Short exercise: Leave out any pictures and transcribe all other data below exactly.

Records for processing:
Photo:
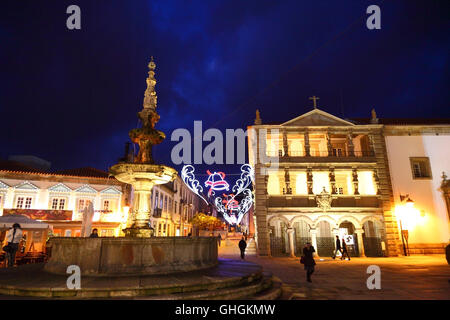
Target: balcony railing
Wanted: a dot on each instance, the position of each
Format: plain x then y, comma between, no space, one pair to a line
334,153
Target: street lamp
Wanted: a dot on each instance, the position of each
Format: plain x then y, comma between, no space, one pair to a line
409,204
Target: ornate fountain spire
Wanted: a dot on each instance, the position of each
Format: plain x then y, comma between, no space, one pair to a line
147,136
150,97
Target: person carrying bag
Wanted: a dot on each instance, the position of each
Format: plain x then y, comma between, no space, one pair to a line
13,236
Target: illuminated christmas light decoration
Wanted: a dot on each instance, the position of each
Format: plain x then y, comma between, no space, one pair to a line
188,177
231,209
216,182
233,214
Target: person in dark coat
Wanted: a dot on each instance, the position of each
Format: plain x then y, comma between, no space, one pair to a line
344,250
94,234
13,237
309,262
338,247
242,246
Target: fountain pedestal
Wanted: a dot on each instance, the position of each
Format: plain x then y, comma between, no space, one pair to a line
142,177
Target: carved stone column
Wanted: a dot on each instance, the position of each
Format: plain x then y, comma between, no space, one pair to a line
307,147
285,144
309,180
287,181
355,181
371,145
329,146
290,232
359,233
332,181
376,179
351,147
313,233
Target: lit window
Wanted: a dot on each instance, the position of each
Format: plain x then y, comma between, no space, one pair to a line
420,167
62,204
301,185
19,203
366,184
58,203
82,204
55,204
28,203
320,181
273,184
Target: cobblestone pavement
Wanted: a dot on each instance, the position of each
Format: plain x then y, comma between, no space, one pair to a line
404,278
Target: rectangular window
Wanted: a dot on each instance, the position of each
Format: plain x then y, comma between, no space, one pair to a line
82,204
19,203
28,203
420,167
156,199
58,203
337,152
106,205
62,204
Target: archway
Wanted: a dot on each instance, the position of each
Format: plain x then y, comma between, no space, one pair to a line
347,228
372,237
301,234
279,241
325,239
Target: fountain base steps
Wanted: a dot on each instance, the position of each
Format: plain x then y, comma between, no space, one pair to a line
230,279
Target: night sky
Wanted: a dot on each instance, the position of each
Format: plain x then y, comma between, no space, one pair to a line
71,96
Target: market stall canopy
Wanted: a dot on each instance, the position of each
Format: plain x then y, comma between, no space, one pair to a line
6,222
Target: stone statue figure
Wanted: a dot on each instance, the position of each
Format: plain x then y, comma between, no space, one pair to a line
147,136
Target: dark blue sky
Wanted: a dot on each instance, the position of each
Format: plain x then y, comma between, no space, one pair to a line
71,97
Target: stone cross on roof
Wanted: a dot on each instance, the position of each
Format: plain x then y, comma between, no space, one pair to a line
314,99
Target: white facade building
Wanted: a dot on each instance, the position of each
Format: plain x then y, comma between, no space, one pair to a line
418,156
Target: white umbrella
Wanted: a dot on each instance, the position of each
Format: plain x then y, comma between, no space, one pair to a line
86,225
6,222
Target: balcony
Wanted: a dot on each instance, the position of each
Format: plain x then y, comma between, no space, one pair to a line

Reply:
Photo:
Target: balcony railing
Wanted: a dot on each instance, the position of each
Format: plain x then y, comma between, no space, one pair to a line
334,153
Target: street lamp
Wanted: a dot on each instance, the position of each
Format: plain x then y, comma between, no space, one pair to a line
409,204
Target: ornate fountain spire
Wanted: a dot on each instance, the position of each
Format: plain x then y, comma between, no space, one pair to a line
147,136
150,97
Target: person carrying bag
Wanted: a dot on each instance, the position of each
Format: plain x then y, comma between, no space, one pair to a line
13,236
Target: illuminated christmas light decoration
Wanted: a dot on each instance, the position of each
Format: plain x then y, comma between, no space, one pair to a line
188,177
231,209
216,182
233,214
Target: person in dark coat
Wanted: a dot on each instance, the position of each
Format: plain x then y, comma between, no space, one pair to a line
344,250
94,234
13,237
309,262
338,247
242,246
Target: fountain pedestal
Wanted: a dot on each instance, the position of each
Format: plain x then y, comma between, no space, one pair to a line
142,177
Target: carved stone column
Wanted: a dot on each instance, the position of each
Format: plain x then y, comma between, no space, one pair to a line
307,147
285,144
309,180
287,181
355,181
371,145
329,146
290,232
359,233
332,181
376,179
351,147
313,233
Target: lit window
Wanted: a dot on each instance, the position of each
Format: plain x then y, comma between, no space, one pair to a line
420,167
62,204
301,185
19,203
366,184
58,203
82,204
55,204
28,203
320,181
273,184
Target: cobblestone pavement
Wanted: a dot on each instance, the position of each
Format: plain x then y, comma between, no space, one pair to a line
404,278
Target: rectangular window
Wanted: a dot on each instance, the position of each
Format: plain x then y, comma between, no space, one pair to a line
82,204
19,203
28,203
420,167
156,199
58,203
337,152
106,205
62,204
Target: archway
Wanted: a dot on each instance, the position of each
Format: plain x then y, comma between, no space, one pair to a line
347,228
372,237
301,234
279,241
325,239
Target: fountain base steps
Wanted: a dot on each instance, the position of each
Format: plain x then y, comma between, no space, one pair to a line
230,279
Target: night sky
Wanted: a dot on each instance, the position of each
Format: plain x then y, comma between, no space, one pair to a line
71,96
Target: market stall canopy
Wanted: a dot on each instance, the position of each
Format: plain x then y, comma between, no space, one pair to a line
6,222
Target: stone statue figure
Wanted: a dot on each instance, the position of each
Format: plain x then y, comma between, no space, one pair to a line
147,136
Target: dark blue sky
Wanted: a dot on each instance, the position of each
Format: plain x then y, comma between, no space, one pair to a line
71,97
Target: stone cross on roof
Wanted: a dot on each instance, the position of each
Format: plain x then y, comma between, no space, one pair to a line
314,99
Target: white facade building
Wanted: a dot on each instance, the position of each
Format: plain x then y, comma between, no space, one pair to a line
418,156
Target: white umbrella
Wanted: a dot on each instance, the position of each
Format: plain x then y, comma between, no space, one pair to a line
86,225
6,222
Target: balcony
Wanted: a dot on each instance, the position of each
Format: plain x then y, comma between, no space, one pair to a line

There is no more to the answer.